───── Passage to read ─────
Fused-Partial Gromov-Wasserstein Distance

Computes the Fused-Partial Gromov-Wasserstein (FPGW) distance between domains in a hyperdesign object. This method extends Gromov-Wasserstein by combining feature and structural information, and supporting partial transport.

Usage

fpgw(data, ...)

# S3 method for class 'hyperdesign'
fpgw(
  data,
  omega1 = 0.001,
  lambda = 0,
  rho = NULL,
  epsilon = 0.01,
  metric = "euclidean",
  max_iter = 200,
  tol = 1e-06,
  inner_max_iter = 50,
  verbose = FALSE,
  ...
)

Arguments

data

A hyperdesign object containing multiple data domains

...

Additional arguments passed to methods:

omega1: Weight of the feature term (0 ≤ omega1 ≤ 1). The structural term weight omega2 = 1 - omega1 is computed automatically (default: 0.001)
lambda: Non-negative total variation penalty for the penalized FPGW variant. Set lambda = 0 to disable and use rho instead (default: 0). NOTE: The TV penalty is experimental and may not produce expected sparsity-inducing behavior due to its quadratic formulation
rho: Mass budget in (0, min(|μ|,|ν|)] for the mass-constrained variant. If rho is supplied, the solver runs the mass-constrained variant; otherwise it uses the penalized variant ($\lambda > 0$) or classical FGW when both $\lambda = 0$ and rho is NULL
epsilon: Initial entropic regularization for warm-start (default: 0.01). Set to 0 to disable warm-start
metric: Distance metric for within-domain distances (default: "euclidean")
max_iter: Maximum iterations for Frank-Wolfe optimization (default: 200)
tol: Convergence tolerance for the Frank-Wolfe gap (default: 1e-6)
inner_max_iter: Maximum iterations for inner optimization (default: 50)
verbose: Print convergence information (default: FALSE)

omega1

Weight of the feature term (0 ≤ omega1 ≤ 1). Default: 0.001

lambda

Non-negative total variation penalty. Default: 0

rho

Mass budget in (0, min(|μ|,|ν|)] for mass-constrained variant

epsilon

Initial entropic regularization for warm-start. Default: 0.01

metric

Distance metric for within-domain distances. Default: "euclidean"
───── Extracted information ─────
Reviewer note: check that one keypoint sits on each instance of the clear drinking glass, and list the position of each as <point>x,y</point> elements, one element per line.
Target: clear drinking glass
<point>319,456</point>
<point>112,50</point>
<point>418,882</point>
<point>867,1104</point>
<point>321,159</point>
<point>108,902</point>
─────
> [Set task]: Resume the documentation on the Fused-Partial Gromov-Wasserstein distance, continuing after its final entry, the one for "metric".

> [Solved problem]:
max_iter

Maximum iterations for Frank-Wolfe. Default: 200

tol

Convergence tolerance for Frank-Wolfe gap. Default: 1e-6

inner_max_iter

Maximum iterations for inner optimization. Default: 50

verbose

Print convergence information. Default: FALSE

Value

An fpgw object (inheriting from multiblock_biprojector) containing:

transport_plans: List of optimal transport plans between domains
distances: Matrix of pairwise FPGW distances between domains
converged: Convergence status for each optimization
n_samples: Number of samples per domain
omega1: Feature weight used
lambda: TV penalty (if penalized variant)
rho: Mass budget (if mass-constrained variant)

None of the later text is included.